__Task objective__.
All entries below are to be reproduced precisely as they stand, without the pictures.
(Data for the task Opens)
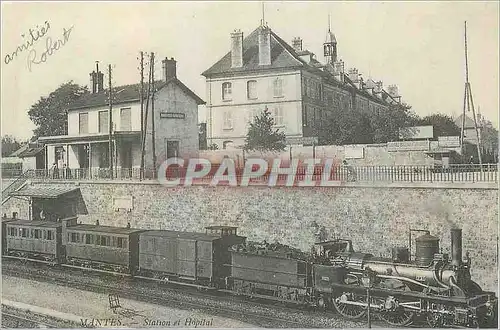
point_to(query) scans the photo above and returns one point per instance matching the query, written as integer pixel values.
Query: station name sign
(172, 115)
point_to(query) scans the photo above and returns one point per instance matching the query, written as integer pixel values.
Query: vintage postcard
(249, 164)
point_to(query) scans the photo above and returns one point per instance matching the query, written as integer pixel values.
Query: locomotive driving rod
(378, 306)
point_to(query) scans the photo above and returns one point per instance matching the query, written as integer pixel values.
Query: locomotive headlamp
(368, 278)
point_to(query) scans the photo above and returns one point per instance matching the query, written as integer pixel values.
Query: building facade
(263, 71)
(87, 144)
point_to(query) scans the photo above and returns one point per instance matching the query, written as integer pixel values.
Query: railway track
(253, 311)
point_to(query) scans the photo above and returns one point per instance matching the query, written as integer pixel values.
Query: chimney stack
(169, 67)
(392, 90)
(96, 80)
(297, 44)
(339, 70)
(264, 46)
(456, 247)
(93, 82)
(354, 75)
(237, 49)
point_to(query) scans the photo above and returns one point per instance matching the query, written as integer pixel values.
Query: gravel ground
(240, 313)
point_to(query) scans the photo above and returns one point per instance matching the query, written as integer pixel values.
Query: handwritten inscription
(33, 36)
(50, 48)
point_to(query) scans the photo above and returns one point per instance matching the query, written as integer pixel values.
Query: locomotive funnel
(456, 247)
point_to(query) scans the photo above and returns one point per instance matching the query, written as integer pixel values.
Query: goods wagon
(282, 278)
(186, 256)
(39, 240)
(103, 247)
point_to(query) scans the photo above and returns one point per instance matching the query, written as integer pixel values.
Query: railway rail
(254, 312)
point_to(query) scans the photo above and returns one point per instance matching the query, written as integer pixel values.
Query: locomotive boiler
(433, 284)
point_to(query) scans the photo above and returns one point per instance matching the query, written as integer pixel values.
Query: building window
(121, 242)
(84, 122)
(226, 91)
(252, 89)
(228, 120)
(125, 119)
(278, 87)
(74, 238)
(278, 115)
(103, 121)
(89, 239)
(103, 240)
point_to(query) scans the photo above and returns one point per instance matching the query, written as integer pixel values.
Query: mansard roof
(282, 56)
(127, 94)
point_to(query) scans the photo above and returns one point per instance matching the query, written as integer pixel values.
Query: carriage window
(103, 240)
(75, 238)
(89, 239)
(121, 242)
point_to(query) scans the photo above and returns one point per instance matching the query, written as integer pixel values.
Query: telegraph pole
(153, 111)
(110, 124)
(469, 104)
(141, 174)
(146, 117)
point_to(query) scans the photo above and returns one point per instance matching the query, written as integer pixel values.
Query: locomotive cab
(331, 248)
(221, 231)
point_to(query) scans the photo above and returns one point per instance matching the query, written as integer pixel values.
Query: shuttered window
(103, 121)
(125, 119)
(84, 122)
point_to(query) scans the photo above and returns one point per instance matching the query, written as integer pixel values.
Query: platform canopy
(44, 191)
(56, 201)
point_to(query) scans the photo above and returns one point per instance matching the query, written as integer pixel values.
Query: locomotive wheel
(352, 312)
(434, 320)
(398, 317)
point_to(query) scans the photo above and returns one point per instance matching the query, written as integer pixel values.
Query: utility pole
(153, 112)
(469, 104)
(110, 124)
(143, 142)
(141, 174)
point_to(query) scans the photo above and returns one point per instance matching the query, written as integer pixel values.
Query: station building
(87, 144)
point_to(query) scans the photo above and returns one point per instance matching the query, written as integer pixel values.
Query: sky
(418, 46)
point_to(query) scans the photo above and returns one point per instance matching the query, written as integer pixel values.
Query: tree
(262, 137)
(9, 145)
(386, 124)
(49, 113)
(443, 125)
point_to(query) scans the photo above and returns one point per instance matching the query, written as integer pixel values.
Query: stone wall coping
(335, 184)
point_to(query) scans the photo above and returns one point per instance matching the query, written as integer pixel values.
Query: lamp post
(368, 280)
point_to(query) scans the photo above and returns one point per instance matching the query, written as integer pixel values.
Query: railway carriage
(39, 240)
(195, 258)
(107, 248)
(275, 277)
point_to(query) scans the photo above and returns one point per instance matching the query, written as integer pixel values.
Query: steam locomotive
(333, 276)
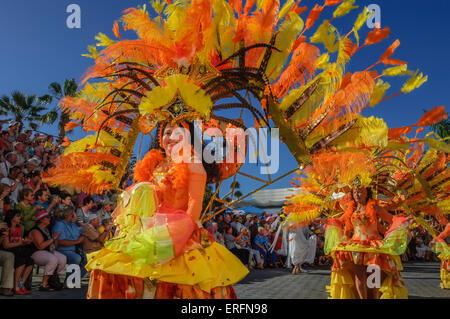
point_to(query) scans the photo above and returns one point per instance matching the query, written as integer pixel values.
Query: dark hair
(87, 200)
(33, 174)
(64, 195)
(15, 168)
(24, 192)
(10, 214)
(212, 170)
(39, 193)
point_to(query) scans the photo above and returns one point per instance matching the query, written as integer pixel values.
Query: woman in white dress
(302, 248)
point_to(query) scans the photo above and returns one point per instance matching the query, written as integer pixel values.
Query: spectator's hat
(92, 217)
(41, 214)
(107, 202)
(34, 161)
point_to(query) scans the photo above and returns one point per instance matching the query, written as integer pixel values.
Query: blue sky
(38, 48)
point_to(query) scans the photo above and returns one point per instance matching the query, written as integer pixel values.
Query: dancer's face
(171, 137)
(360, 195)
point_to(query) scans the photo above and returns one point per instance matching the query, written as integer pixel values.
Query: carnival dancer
(Data for the task Closes)
__Result of this exercise__.
point_to(query) scans the photo above and returns one point per instance matching the query, written as integer pixel values.
Query: station name sign
(172, 115)
point_to(query) scans the photo above and returns one point per instance matching the query, written as integer pixel values.
Query: vintage postcard
(249, 164)
point_to(query) scans the photo above and returns one point per instance matching the query, written as integer pixel values.
Query: locomotive driving rod
(378, 306)
point_to(query) scans the photo above and returns one point per instance matching the query, written as integer pixel values.
Query: locomotive headlamp
(368, 278)
point_to(query) scans the photo above and returns one point per instance matching the query, written as integer pixel values.
Query: building facade
(263, 71)
(87, 144)
point_to(query) scans the photo above and returns one point per instance matching the query, written as integer pixel values.
Query: railway track
(253, 311)
point_to(query) scans the photo above and returns one point per instance matching the query, written as integer pixel values.
Query: chimney stack
(169, 67)
(392, 90)
(96, 80)
(297, 44)
(339, 70)
(264, 46)
(456, 247)
(93, 82)
(354, 75)
(237, 49)
point_to(query) scans the photo above and returns one point per instance matching the query, written as integer pixel values.
Query: gravel ground
(240, 313)
point_to(query) scans the photo above and returns one point per instance matching the query, written as integer pixel values.
Query: handwritten inscription
(33, 36)
(50, 48)
point_to(query) scans the photo above and returns one point per instance matching the query, written as integer pixel values.
Query: locomotive funnel
(456, 247)
point_to(query) scans the photo above and returns one point per instance matching the query, written as integer pixel values.
Query: goods wagon
(282, 278)
(186, 256)
(39, 240)
(103, 247)
point_to(query) scans the photo above and returns one point per instance matching the query, written as integer pixel values.
Query: railway rail
(254, 312)
point_to(query) scans the photo above and returns one point per instance matching the query, written as integer pixel values.
Query: locomotive boiler
(433, 284)
point_to(query) scans the photo above and returns one point per instance matching the query, written as integer pixel values.
Query: building window
(121, 242)
(84, 122)
(226, 91)
(252, 89)
(228, 120)
(125, 119)
(278, 87)
(74, 238)
(278, 115)
(103, 121)
(89, 239)
(103, 240)
point_to(query) scans the photo above and returns one point per instance matching the query, written as integer pixel values.
Query: mansard roof
(282, 56)
(127, 94)
point_to(query) scans the photo above and returns one point per instance matching the query, written as integer pixel values.
Query: carriage window
(103, 240)
(75, 238)
(89, 239)
(121, 242)
point_to(query) scans the photo above and returns one point per instance matching the query, written as integer pixel values.
Query: telegraph pole
(153, 111)
(110, 124)
(469, 104)
(141, 174)
(146, 117)
point_to(query) scans the photo above and returns one point per instance matching the query, written as integer pixel values.
Query: locomotive cab
(331, 248)
(221, 231)
point_to(query) scans the photo above and returns one point per instance matching the query, written as integer pixel values.
Query: shuttered window
(103, 121)
(125, 119)
(84, 122)
point_to(query) scans the photo above and returns one point per instance matching the query, written as integer pixel values.
Query: platform canopy
(44, 191)
(56, 201)
point_to(query) scans the photo above and returns one point per instance matching the query, written as integer pixel values.
Query: locomotive wheel
(352, 312)
(434, 320)
(398, 317)
point_to(query) scans the photo above and returns one point per instance matching the query, written as integer pixel values.
Query: utility pole
(153, 112)
(469, 104)
(110, 124)
(143, 142)
(141, 174)
point_to(query) scans the photo above and returns one point per instance matching the query, written as integer pixel values.
Query: station building
(87, 144)
point_to(query) scans the photo above and returns one point per instance matching the query, written as integer pixel values.
Query: sky
(418, 46)
point_to(query) scans the photo above and returns one point per instance matching the query, written as integer pixel values.
Query: tree
(262, 137)
(9, 145)
(386, 124)
(49, 113)
(443, 125)
point_to(query) scans the photo above and returns one point per instance matching the query, written as integer pixel values.
Query: stone wall coping
(335, 184)
point_to(query) scans the photo above and returns one point per instance matching the query, written as integer pixel values.
Query: lamp post
(368, 280)
point_to(query) scans the photo above and returns one point per instance matching the query, written as integer pixel values.
Query: railway carriage
(39, 240)
(195, 258)
(107, 248)
(275, 277)
point_to(query) scans the photo above and returns one point per instance matching the query, written as integer pixel values.
Query: steam locomotive
(333, 276)
point_to(query) scans the photo above and returns one point per instance matching the query, written as integer pixel values.
Query: dark hair
(87, 200)
(33, 174)
(64, 195)
(15, 168)
(24, 192)
(10, 214)
(212, 170)
(39, 193)
point_to(query) scans the photo above and returns one point per instance matching the query, written as integer pixel values.
Query: woman in white dress
(302, 248)
point_to(query) scans the photo above and returns one point per instance matching the query, written as integer pixel values.
Query: spectator's hat
(92, 217)
(41, 214)
(107, 202)
(34, 161)
point_to(query) scans the photo above and returns one point per instance matching the query, written as integer pixel values.
Query: blue sky
(38, 48)
point_to(query) scans the photo above and returns one point per instance matching the query, written as integer pixel values.
Query: dancer's face
(171, 137)
(360, 195)
point_to(query) scans the photo above and returns one point per instance matching the query, written as integer pixel values.
Query: carnival dancer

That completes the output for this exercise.